## Задание A:
Что, согласно отрывку о Каннском киносмотре, пили американцы в своем полотняном шатре-резиденции?
## Задание B:
Почему в журнале «Мувинг пикчерс» кто-то предложил перенести киносмотр в Россию? Ответьте по отрывку о Каннском киносмотре в одном–трех предложениях.
## Задание C:
Допишите отрывок о Каннском киносмотре, начав сразу после его последней фразы.

## Предложенный отрывок:
Потом и Америка впала в немилость в гордом Канне, французы - давние борцы с английским языком. Спилберговские динозавры стадами бродили по Круазетт, между ними рисовался фундаментальный Шварценеггер, шокируя нервных француженок не по-здешнему развитой мускулатурой. Но в конкурс попали только три заокеанских фильма, причем оба не из "мейнстрима", а - с обочины. Американцы кучковались в своем полотняном шатре-резиденции, пили там джин-энд-тоник и жаловались на французский сервис. Кто-то даже предложил в журнале "Мувинг пикчерс" перенести киносмотр в страну, менее враждебную к американцам, - например, в Россию.


Увы, и эти времена прошли.

(Записи разметки областей)
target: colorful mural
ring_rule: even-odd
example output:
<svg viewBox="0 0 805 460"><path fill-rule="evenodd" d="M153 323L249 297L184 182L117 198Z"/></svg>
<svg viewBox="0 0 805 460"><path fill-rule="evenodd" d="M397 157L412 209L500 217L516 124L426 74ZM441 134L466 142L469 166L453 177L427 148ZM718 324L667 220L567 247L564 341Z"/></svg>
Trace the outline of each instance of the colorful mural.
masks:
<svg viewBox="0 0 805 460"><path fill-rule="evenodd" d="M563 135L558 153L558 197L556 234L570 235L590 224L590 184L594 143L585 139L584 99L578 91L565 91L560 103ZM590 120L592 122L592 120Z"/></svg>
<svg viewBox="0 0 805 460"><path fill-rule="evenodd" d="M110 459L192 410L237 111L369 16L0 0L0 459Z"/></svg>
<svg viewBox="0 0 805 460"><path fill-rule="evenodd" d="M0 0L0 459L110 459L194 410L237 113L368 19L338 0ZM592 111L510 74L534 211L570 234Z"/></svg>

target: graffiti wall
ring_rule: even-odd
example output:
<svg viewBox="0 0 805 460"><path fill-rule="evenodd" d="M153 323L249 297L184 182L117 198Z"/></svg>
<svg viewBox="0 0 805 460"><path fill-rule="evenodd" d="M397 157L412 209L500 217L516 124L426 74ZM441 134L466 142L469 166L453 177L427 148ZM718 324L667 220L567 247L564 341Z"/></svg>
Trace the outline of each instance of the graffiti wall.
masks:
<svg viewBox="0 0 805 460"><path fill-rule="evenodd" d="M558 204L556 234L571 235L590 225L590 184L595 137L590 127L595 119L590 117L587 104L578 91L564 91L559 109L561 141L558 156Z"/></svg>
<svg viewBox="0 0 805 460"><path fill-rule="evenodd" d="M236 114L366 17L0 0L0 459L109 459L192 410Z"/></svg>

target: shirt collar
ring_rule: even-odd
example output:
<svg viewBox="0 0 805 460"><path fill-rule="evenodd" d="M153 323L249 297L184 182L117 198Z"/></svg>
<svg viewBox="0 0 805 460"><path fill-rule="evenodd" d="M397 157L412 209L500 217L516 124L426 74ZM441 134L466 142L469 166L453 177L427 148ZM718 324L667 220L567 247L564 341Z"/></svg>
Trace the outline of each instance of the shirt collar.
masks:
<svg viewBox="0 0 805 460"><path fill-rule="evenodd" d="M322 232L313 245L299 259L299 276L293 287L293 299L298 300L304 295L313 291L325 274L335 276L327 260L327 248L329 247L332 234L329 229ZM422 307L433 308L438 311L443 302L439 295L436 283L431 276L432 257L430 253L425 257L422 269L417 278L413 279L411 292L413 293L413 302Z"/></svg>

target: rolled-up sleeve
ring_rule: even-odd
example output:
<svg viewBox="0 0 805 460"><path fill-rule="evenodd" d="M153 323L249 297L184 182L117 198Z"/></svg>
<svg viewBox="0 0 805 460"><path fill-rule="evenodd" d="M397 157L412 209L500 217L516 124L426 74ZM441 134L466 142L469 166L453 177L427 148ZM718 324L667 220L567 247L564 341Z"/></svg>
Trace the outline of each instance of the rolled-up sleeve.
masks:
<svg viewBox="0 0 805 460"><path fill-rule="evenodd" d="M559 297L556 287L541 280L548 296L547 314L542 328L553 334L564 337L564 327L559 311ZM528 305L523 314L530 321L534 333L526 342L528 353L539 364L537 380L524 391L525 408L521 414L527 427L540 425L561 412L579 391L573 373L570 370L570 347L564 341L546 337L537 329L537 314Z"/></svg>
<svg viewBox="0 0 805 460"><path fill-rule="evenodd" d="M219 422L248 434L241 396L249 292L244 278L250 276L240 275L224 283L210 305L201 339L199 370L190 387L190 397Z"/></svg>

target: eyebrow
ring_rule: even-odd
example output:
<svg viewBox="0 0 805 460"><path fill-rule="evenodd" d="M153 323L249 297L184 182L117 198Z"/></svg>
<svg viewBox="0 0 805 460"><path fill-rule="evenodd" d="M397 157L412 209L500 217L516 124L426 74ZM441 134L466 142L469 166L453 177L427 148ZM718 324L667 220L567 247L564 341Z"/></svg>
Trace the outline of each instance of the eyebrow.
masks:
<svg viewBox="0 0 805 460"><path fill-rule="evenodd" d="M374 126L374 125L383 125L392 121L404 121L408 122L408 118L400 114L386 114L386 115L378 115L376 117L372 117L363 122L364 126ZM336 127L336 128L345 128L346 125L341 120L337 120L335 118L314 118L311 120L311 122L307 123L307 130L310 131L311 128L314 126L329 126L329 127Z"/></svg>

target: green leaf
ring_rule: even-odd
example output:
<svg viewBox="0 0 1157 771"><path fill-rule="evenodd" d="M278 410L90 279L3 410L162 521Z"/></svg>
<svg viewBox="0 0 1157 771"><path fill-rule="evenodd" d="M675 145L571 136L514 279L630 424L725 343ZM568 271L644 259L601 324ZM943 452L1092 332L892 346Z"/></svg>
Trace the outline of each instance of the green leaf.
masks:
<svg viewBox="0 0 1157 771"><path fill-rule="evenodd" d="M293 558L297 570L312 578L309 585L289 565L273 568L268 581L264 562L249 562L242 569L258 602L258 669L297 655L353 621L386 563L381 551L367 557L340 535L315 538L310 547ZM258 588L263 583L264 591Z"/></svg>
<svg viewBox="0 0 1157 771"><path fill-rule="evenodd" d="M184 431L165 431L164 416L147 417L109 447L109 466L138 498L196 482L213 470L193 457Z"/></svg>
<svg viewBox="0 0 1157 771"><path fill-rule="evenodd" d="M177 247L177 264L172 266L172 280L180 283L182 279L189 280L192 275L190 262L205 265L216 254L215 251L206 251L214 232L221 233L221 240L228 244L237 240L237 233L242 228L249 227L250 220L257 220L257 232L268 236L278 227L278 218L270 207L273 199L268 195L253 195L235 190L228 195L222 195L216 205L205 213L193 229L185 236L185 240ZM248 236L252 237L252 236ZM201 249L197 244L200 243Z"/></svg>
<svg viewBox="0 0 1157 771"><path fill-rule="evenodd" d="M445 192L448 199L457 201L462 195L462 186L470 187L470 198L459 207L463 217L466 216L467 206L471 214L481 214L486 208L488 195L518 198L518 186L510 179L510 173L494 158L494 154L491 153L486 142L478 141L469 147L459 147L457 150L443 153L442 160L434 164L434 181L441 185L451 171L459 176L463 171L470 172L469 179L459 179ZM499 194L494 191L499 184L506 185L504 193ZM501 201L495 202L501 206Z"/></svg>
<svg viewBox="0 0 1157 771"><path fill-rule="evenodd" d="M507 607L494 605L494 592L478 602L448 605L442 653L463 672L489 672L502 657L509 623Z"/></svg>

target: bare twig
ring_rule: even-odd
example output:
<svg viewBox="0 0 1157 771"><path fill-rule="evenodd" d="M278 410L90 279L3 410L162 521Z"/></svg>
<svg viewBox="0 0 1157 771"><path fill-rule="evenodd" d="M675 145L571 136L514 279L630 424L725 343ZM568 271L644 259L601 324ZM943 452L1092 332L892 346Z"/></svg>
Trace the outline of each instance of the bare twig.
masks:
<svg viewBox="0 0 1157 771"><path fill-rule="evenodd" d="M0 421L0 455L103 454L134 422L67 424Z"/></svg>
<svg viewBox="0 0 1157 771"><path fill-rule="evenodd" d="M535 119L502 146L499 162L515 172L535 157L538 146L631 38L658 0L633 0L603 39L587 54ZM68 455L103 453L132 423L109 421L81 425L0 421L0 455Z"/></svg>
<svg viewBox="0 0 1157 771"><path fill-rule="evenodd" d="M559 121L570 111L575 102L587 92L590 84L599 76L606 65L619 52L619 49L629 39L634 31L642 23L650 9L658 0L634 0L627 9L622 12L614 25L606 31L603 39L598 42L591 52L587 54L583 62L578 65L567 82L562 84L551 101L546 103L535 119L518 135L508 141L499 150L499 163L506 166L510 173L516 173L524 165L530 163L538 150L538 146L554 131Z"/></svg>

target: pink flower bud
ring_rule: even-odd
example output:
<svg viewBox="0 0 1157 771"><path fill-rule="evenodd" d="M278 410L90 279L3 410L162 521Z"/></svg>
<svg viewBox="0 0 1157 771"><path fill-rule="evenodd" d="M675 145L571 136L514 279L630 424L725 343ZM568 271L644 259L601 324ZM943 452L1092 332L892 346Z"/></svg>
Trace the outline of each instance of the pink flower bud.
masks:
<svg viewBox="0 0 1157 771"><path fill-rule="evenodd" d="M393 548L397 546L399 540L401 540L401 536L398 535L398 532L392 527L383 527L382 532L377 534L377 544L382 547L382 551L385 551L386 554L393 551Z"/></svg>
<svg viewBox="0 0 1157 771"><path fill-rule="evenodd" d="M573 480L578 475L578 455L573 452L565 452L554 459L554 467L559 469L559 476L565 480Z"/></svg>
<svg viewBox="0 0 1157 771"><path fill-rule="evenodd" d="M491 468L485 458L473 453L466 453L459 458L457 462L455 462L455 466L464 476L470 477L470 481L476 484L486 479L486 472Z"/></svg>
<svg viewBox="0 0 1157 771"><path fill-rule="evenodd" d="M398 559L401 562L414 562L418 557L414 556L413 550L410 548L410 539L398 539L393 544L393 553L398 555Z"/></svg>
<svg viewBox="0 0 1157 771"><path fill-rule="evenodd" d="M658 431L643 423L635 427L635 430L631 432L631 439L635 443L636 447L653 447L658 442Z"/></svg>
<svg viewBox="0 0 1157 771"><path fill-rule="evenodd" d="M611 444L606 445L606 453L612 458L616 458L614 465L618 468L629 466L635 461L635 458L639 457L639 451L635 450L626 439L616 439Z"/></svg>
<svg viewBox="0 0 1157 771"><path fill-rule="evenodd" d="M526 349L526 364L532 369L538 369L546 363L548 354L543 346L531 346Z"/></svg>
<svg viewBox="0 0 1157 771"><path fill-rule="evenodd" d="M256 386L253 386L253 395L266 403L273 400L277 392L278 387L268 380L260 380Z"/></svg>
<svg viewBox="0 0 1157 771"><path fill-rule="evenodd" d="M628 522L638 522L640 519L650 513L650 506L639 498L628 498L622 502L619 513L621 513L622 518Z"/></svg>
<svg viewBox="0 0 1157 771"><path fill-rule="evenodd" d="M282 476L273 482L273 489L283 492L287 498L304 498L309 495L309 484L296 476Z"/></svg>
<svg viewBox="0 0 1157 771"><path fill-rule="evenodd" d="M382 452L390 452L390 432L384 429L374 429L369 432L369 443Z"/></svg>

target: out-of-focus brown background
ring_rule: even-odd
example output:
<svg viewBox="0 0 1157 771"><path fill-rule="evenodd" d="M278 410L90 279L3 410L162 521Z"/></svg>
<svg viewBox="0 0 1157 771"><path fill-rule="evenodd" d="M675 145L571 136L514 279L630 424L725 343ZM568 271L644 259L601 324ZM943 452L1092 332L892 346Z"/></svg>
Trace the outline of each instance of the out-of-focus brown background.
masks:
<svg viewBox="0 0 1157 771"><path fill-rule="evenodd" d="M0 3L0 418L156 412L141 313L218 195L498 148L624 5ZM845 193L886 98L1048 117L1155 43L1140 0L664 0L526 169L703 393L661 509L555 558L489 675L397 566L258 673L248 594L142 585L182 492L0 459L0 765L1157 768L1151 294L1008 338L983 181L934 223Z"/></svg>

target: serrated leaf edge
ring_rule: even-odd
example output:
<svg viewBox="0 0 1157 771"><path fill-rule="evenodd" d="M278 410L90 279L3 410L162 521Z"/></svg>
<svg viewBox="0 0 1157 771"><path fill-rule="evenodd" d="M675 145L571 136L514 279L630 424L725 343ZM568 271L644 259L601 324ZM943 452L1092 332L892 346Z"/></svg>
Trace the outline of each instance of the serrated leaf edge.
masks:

## Результат выполнения A:
Джин-энд-тоник.

## Результат выполнения B:
Автор предложения хотел перенести киносмотр в страну, менее враждебную к американцам. Россия приводилась как пример такой страны.

## Результат выполнения C:
Последний фестиваль ХХ века поразил полным (и тоже, конечно, скандальным) несовпадением предпочтений зрителей и прессы с решением жюри под предводительством канадца Дэвида Кроненберга. Этот фестиваль был одним из самых сильных, в нем участвовали первые режиссеры мира, от Линча до Джармуша, от японца Китано до француза Леоса Каракса. Но жюри все главные пальмовые веточки раздало посредственным фильмам никому не известных людей из Бельгии и Франции, а лучшими актерами фестиваля, опять же по мнению жюри, оказались бывший военный и рабочая холодильной фабрики, нанявшиеся на роль в надежде заработать. Объяснить это решение не смог никто, фестиваль разъехался в полном недоумении - но этим опять-таки вошел в историю.


Каннский пирог


Приз Каннского фестиваля - штука серьезная. Он открывает все двери. Пальмовая веточка на афише - гарантия того, что фильм обойдет всю планету. Поэтому так разгораются страсти, поэтому столько обид. Сюда зарекался ездить Феллини, сюда обещал больше ни ногой Никита Михалков, сюда на 50-летие фестиваля забыли пригласить Делона, и тот отныне забыл Канн.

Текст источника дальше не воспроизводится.